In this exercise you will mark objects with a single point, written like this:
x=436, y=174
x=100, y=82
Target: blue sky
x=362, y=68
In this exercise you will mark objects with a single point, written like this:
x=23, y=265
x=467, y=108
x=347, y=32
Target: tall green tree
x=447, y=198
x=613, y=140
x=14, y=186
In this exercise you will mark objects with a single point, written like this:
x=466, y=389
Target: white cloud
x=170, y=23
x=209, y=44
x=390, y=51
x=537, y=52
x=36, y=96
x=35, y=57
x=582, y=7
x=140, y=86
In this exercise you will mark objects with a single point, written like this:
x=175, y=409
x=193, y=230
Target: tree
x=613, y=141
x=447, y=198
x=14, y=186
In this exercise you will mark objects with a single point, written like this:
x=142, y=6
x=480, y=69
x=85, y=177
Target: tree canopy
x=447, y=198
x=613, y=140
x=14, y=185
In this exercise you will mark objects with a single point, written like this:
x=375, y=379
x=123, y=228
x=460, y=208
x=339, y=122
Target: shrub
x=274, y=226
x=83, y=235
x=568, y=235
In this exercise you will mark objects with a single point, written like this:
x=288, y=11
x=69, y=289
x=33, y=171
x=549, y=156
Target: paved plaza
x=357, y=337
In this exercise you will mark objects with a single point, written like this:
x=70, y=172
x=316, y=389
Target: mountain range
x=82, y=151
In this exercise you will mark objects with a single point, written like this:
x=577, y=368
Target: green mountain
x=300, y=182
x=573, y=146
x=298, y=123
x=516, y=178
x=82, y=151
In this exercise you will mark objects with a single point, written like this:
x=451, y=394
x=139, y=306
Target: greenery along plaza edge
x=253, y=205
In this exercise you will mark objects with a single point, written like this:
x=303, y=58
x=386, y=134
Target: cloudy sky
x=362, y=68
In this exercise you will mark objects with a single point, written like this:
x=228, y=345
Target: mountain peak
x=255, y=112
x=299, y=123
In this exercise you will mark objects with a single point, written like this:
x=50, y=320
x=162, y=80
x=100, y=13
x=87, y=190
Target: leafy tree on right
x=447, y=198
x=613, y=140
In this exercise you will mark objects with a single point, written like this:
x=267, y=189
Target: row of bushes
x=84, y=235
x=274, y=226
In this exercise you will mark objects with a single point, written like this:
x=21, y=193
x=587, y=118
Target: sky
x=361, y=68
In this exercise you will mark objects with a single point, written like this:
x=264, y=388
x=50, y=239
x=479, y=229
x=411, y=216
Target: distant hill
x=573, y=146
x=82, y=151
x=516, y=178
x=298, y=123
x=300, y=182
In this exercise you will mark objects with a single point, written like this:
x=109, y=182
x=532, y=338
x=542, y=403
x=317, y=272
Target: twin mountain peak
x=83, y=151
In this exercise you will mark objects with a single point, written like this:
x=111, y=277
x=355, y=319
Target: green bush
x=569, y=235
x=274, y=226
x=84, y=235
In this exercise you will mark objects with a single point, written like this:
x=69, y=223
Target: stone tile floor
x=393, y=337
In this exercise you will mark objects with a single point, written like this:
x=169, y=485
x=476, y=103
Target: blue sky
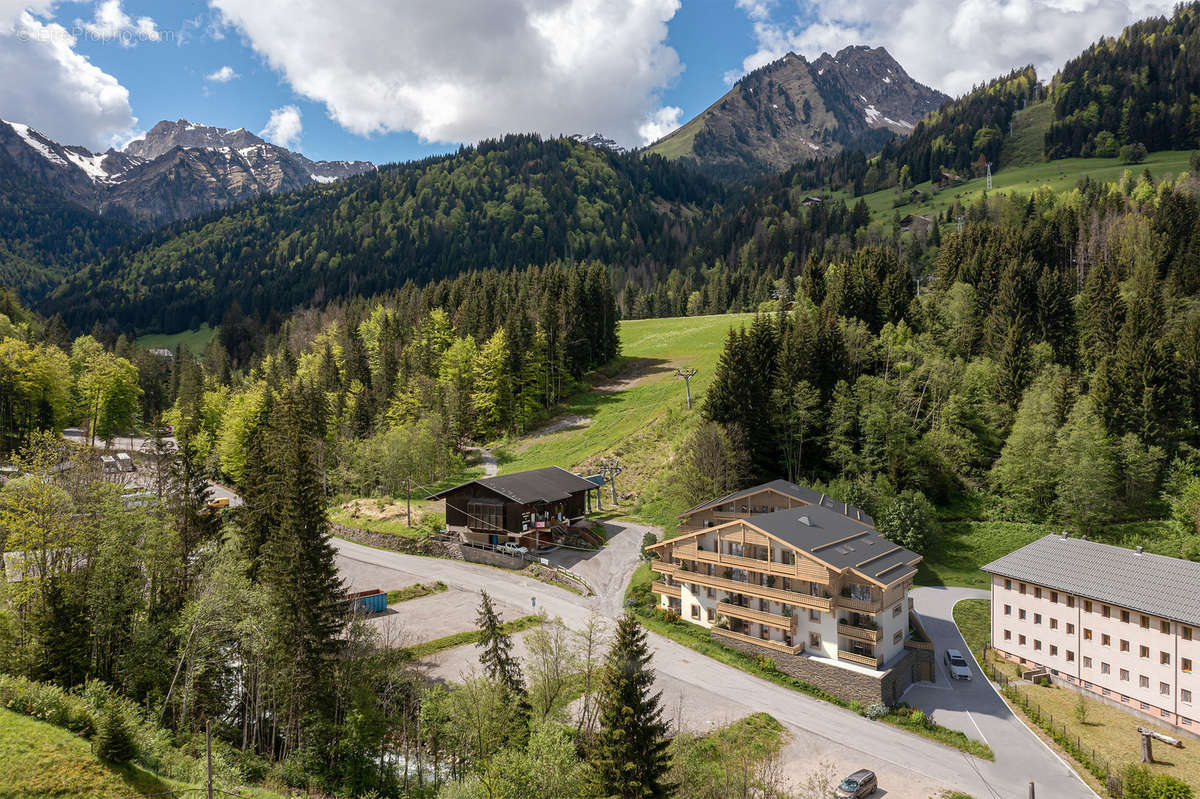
x=396, y=79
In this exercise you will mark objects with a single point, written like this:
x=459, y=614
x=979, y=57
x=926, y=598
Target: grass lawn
x=196, y=340
x=642, y=424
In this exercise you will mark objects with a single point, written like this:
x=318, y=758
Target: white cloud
x=283, y=127
x=949, y=44
x=54, y=89
x=225, y=74
x=659, y=124
x=112, y=23
x=465, y=71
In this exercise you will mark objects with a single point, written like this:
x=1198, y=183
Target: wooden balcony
x=751, y=614
x=749, y=589
x=859, y=634
x=865, y=660
x=778, y=646
x=666, y=590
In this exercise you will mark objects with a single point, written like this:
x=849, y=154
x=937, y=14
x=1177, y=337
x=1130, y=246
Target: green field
x=196, y=341
x=645, y=421
x=1060, y=175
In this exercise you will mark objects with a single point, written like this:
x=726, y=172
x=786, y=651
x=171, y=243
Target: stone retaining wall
x=843, y=683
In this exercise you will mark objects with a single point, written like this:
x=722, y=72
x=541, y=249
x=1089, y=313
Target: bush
x=114, y=739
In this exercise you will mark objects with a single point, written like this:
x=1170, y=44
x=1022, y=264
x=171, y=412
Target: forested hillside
x=510, y=203
x=1138, y=88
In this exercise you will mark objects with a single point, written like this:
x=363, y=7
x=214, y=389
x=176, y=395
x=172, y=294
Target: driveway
x=701, y=692
x=976, y=708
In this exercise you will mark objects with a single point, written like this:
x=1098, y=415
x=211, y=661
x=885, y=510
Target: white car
x=958, y=665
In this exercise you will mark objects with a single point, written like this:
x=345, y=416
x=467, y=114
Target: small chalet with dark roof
x=528, y=508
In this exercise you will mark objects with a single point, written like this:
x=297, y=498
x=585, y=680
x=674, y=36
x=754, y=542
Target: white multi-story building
x=1121, y=623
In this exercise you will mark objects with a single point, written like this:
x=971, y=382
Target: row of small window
x=1105, y=610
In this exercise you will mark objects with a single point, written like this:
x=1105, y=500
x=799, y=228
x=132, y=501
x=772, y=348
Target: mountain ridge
x=792, y=109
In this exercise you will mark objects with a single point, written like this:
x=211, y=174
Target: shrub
x=114, y=739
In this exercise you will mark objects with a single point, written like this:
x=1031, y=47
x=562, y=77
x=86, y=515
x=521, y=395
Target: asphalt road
x=976, y=708
x=707, y=691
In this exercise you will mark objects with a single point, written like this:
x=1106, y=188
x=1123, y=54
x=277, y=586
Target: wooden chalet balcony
x=749, y=589
x=865, y=660
x=859, y=634
x=666, y=590
x=751, y=614
x=778, y=646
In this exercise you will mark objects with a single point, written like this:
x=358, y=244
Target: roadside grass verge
x=915, y=721
x=415, y=592
x=471, y=636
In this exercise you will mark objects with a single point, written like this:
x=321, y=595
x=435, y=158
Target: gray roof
x=549, y=485
x=840, y=541
x=1139, y=581
x=787, y=488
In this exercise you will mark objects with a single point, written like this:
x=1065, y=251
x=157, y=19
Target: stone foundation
x=885, y=686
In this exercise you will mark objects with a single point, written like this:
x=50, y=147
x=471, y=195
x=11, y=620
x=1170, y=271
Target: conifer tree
x=630, y=760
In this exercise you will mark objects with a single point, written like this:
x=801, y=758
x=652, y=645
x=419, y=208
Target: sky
x=390, y=80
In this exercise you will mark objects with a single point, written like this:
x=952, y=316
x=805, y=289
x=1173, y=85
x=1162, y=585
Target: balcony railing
x=778, y=646
x=855, y=658
x=666, y=590
x=859, y=634
x=749, y=589
x=751, y=614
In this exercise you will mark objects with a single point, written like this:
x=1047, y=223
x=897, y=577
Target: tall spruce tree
x=630, y=760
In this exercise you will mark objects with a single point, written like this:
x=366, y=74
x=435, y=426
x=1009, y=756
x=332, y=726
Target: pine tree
x=630, y=758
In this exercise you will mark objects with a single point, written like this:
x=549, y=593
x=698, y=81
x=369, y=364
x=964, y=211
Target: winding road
x=700, y=691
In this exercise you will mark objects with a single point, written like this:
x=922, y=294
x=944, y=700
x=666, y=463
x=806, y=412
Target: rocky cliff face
x=178, y=170
x=793, y=109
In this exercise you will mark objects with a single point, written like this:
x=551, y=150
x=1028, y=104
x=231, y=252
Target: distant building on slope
x=1122, y=624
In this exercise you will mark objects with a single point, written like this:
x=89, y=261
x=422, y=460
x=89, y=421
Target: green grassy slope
x=645, y=421
x=1060, y=175
x=40, y=760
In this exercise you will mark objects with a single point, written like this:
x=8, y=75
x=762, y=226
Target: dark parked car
x=859, y=784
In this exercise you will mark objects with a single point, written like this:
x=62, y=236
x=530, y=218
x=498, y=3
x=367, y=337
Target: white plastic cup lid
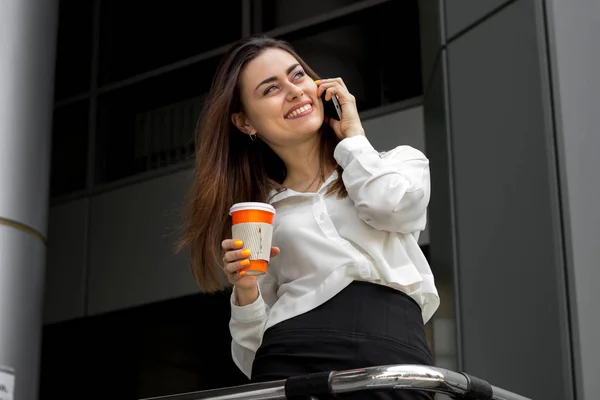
x=252, y=206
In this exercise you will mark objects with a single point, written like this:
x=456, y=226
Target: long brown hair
x=231, y=168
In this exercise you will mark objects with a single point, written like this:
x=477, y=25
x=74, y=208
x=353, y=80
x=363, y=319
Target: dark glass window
x=137, y=37
x=150, y=124
x=74, y=48
x=376, y=51
x=69, y=149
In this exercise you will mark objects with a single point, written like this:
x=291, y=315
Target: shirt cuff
x=351, y=148
x=250, y=312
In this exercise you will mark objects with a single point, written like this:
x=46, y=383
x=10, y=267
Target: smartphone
x=332, y=108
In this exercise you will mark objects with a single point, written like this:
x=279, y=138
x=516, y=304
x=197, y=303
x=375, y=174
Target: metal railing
x=393, y=377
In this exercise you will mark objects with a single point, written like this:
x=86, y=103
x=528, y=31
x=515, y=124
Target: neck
x=303, y=165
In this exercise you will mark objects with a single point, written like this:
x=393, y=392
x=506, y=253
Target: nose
x=295, y=92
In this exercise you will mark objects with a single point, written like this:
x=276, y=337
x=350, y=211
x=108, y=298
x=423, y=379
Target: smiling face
x=279, y=100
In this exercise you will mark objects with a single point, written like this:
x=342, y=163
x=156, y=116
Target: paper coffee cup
x=252, y=223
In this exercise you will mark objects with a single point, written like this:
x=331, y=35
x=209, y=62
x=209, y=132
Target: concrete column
x=27, y=57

_ _ _

Gather every line above that contains the word "stone".

SOLVED PROBLEM:
Target: stone tile floor
Target: stone retaining wall
Target: stone foundation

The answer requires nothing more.